EXERCISE AIM.
Find "task | indicate the residential" in the material below, then copy that line and every subsequent line to the end, exactly.

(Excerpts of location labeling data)
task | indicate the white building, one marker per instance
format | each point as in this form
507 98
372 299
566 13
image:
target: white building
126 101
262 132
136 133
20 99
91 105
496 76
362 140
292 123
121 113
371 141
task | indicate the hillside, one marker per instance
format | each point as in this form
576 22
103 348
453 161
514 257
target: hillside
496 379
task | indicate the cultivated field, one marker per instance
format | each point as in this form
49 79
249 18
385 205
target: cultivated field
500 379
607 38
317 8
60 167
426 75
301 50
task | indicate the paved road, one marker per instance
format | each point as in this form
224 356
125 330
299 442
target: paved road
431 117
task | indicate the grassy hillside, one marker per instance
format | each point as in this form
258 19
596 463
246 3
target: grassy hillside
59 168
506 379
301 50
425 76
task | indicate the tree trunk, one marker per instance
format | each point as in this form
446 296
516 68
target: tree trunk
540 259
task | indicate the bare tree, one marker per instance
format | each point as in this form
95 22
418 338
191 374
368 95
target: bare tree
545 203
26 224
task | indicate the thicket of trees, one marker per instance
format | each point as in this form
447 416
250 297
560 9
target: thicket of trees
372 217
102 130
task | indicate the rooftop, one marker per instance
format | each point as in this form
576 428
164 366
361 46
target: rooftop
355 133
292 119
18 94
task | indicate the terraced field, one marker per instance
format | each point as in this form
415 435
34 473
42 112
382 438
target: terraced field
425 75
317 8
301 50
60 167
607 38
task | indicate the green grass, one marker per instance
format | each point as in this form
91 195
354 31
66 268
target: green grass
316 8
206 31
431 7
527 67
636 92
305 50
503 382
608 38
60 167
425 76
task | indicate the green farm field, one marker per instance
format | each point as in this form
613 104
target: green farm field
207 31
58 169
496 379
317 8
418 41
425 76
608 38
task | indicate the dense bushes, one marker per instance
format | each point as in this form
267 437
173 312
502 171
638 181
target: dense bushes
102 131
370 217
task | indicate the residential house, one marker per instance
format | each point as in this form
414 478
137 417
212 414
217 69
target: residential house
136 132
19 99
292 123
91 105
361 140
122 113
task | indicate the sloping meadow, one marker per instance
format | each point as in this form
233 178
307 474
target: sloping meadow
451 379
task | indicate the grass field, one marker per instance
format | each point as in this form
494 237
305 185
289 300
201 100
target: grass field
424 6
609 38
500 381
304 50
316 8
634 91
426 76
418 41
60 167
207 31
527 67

FINISHED TASK.
task | indicate the residential house, one marker per instance
format | each point as in this form
414 478
137 417
212 414
217 69
target: residential house
136 132
19 99
292 123
91 105
361 140
122 113
task | indicate the sloping meadow, one marker per instance
format | each point as in this form
233 178
307 474
target: sloping meadow
451 379
task | indicate the grass field, one marker per instance
format | each point as in this form
494 237
305 185
289 300
201 100
target: grass field
424 6
609 38
500 381
304 50
316 8
634 91
426 76
418 41
60 167
207 31
527 67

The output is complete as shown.